WHAT IS REQUIRED: Please write out the rows again, starting at the first row and ending at the row that contains "point(699, 165)", requests included, and add -124 to every coordinate in the answers. Leave the sample points inside the requests unchanged.

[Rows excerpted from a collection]

*-*-*

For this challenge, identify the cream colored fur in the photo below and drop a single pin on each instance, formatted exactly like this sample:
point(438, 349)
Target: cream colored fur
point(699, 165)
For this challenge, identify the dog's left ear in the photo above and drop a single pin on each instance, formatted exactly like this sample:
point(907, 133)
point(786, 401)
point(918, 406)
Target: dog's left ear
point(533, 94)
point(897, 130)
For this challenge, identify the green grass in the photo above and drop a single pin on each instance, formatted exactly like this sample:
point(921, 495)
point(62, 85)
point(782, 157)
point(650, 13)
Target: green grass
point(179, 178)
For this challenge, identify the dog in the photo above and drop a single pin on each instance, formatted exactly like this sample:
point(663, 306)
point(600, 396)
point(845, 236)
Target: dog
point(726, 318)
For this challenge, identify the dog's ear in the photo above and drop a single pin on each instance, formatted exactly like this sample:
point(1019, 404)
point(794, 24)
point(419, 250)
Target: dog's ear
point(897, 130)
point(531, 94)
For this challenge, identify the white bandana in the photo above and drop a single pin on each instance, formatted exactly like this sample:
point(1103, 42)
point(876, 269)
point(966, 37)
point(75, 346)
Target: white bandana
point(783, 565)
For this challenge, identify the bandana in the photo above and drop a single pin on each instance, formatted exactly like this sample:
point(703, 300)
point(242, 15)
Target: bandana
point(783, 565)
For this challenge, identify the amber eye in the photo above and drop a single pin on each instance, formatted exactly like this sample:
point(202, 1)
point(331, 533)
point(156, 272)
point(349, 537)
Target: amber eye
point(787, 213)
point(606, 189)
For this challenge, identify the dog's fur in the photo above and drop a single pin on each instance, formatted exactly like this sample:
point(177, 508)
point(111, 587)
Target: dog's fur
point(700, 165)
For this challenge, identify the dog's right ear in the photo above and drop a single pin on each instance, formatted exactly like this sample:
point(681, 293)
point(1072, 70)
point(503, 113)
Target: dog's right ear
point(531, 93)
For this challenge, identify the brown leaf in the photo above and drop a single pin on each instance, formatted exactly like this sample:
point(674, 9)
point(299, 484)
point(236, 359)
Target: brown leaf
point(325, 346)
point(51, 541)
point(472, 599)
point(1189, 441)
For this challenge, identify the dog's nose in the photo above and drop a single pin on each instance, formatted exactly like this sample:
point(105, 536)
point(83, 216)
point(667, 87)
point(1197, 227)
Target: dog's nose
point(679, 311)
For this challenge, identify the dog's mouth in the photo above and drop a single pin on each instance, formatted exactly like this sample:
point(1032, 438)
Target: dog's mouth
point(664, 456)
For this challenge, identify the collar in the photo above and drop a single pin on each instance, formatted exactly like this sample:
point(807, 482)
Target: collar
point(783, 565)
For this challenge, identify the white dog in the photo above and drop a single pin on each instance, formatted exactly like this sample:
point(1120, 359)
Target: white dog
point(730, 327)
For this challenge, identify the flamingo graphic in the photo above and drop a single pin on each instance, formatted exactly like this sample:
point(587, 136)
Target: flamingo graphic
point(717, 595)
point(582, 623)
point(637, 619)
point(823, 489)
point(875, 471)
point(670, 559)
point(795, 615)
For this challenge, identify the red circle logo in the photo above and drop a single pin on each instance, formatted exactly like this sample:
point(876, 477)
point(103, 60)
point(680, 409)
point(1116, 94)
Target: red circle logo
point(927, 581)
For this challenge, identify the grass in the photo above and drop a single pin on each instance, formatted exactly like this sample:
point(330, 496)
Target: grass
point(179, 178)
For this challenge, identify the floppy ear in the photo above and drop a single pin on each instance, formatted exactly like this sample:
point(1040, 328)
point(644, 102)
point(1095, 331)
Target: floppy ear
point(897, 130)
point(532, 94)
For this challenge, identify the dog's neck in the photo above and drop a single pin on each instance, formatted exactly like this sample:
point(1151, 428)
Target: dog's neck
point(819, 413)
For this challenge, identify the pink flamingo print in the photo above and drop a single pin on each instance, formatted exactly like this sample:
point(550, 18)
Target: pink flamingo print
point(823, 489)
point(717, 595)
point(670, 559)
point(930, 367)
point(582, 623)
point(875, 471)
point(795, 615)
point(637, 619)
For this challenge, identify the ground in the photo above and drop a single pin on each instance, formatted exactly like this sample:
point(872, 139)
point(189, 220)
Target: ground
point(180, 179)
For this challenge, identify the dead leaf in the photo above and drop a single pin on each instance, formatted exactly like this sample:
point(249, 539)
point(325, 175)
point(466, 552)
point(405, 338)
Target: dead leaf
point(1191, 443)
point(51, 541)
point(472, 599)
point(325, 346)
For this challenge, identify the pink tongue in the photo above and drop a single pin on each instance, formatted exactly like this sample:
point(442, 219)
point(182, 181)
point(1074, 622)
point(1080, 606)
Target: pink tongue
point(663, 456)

*-*-*

ANSWER TO THIS TASK:
For this challenge, identify the cream colored fur in the photo below and drop a single pin on each instance, formatted exactly like this sample:
point(438, 349)
Target: cream colored fur
point(575, 41)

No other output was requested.